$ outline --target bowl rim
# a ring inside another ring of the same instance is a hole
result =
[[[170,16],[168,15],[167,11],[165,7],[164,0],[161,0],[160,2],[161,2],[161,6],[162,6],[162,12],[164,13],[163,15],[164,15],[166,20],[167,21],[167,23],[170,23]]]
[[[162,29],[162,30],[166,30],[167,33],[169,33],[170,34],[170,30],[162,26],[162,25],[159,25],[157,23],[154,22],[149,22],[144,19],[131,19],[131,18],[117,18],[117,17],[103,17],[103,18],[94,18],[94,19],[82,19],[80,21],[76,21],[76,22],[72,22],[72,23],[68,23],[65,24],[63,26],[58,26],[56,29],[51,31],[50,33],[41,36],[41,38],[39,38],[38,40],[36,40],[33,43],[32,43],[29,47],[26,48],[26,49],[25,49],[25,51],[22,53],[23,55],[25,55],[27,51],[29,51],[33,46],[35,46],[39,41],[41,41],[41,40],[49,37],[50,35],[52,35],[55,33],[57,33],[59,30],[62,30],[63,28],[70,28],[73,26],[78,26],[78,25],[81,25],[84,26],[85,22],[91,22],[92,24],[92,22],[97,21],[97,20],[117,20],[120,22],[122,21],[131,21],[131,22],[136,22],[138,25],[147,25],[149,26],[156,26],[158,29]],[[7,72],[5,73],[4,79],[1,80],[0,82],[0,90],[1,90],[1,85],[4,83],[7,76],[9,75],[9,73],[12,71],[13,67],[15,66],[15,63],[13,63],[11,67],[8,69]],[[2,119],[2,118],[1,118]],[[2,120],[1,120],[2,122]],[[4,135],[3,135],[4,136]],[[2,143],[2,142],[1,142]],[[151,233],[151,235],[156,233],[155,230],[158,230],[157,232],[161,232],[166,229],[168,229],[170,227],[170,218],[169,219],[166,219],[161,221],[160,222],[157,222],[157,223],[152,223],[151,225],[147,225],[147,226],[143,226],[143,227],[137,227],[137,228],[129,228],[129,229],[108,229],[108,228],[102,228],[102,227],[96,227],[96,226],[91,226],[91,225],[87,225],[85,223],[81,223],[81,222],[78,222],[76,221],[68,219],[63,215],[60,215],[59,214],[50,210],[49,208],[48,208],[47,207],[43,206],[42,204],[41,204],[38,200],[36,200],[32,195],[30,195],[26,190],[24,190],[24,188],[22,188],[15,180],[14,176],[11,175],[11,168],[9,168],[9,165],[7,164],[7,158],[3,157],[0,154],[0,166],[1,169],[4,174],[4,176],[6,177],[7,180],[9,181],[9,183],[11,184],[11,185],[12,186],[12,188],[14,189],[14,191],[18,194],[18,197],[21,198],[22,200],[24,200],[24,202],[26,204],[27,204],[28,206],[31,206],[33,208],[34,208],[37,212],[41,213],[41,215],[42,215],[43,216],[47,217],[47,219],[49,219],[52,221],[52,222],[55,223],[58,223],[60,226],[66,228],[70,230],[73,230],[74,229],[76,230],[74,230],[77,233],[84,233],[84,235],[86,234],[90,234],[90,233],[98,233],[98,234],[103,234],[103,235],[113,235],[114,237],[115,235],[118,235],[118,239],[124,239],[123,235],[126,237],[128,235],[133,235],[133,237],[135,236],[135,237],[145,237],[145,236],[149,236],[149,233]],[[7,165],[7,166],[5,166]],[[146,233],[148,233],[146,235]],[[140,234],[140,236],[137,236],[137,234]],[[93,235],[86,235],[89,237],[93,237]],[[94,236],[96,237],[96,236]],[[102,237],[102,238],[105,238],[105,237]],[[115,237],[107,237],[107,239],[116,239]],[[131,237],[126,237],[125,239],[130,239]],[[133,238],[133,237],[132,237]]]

== == ==

> [Exercise description]: Using the data above, print every record exactly as shown.

> [Result of this exercise]:
$ outline --target bowl rim
# a ring inside another ring of the same instance is a hole
result =
[[[170,16],[168,15],[167,11],[165,7],[164,0],[161,0],[160,2],[161,2],[161,6],[162,6],[162,12],[164,13],[163,15],[164,15],[166,20],[167,21],[167,23],[170,23]]]
[[[162,29],[162,30],[166,30],[167,33],[169,33],[170,34],[170,30],[162,26],[162,25],[159,25],[157,23],[154,22],[149,22],[144,19],[131,19],[131,18],[117,18],[117,17],[103,17],[103,18],[94,18],[94,19],[82,19],[80,21],[76,21],[76,22],[72,22],[72,23],[68,23],[65,24],[63,26],[58,26],[56,29],[51,31],[50,33],[41,36],[41,38],[39,38],[38,40],[36,40],[33,43],[32,43],[29,47],[26,48],[26,49],[25,49],[25,51],[22,53],[23,55],[25,55],[27,51],[29,51],[33,46],[35,46],[39,41],[41,41],[41,40],[49,37],[50,35],[52,35],[55,33],[57,33],[59,30],[62,30],[63,28],[70,28],[73,26],[78,26],[78,25],[81,25],[84,26],[85,22],[91,22],[92,24],[92,22],[97,21],[97,20],[117,20],[120,22],[122,21],[131,21],[131,22],[136,22],[138,25],[147,25],[149,26],[156,26],[158,29]],[[7,72],[5,73],[4,79],[1,80],[0,82],[0,90],[1,90],[1,85],[4,83],[7,76],[9,75],[9,73],[12,71],[13,67],[15,66],[15,63],[13,63],[11,67],[8,69]],[[2,119],[2,118],[1,118]],[[2,120],[1,120],[2,122]],[[4,135],[3,135],[4,136]],[[2,143],[2,142],[1,142]],[[151,233],[151,235],[156,233],[155,230],[158,230],[157,232],[161,232],[166,229],[168,229],[170,227],[170,218],[169,219],[166,219],[161,221],[160,222],[157,222],[157,223],[152,223],[151,225],[147,225],[147,226],[143,226],[143,227],[137,227],[137,228],[129,228],[129,229],[108,229],[108,228],[102,228],[102,227],[96,227],[96,226],[91,226],[91,225],[87,225],[85,223],[81,223],[81,222],[78,222],[76,221],[68,219],[63,215],[60,215],[59,214],[50,210],[49,208],[48,208],[47,207],[43,206],[42,204],[41,204],[38,200],[36,200],[32,195],[30,195],[26,190],[24,190],[24,188],[22,188],[15,180],[14,176],[11,175],[11,168],[9,168],[9,165],[7,164],[7,158],[3,157],[0,154],[0,166],[1,169],[4,174],[4,176],[6,177],[7,180],[9,181],[9,183],[11,184],[11,185],[12,186],[12,188],[14,189],[14,191],[18,194],[18,197],[21,198],[22,200],[24,200],[24,202],[26,204],[27,204],[28,206],[31,206],[33,208],[34,208],[37,212],[41,213],[41,215],[42,215],[43,216],[47,217],[47,219],[49,219],[52,221],[52,222],[55,223],[58,223],[60,226],[66,228],[70,230],[73,230],[74,229],[76,230],[74,230],[77,233],[84,233],[84,235],[86,234],[90,234],[90,233],[98,233],[98,234],[103,234],[103,235],[113,235],[114,237],[115,235],[118,235],[118,239],[124,239],[123,235],[126,237],[128,235],[133,235],[133,237],[135,236],[135,237],[145,237],[145,236],[149,236],[149,233]],[[7,165],[7,166],[5,166]],[[146,233],[148,233],[146,235]],[[140,234],[140,236],[137,236],[137,234]],[[93,235],[86,235],[89,237],[93,237]],[[94,236],[96,237],[96,236]],[[102,237],[102,238],[105,238],[105,237]],[[115,237],[107,237],[107,239],[116,239]],[[131,237],[126,237],[125,239],[130,239]],[[133,238],[133,237],[132,237]]]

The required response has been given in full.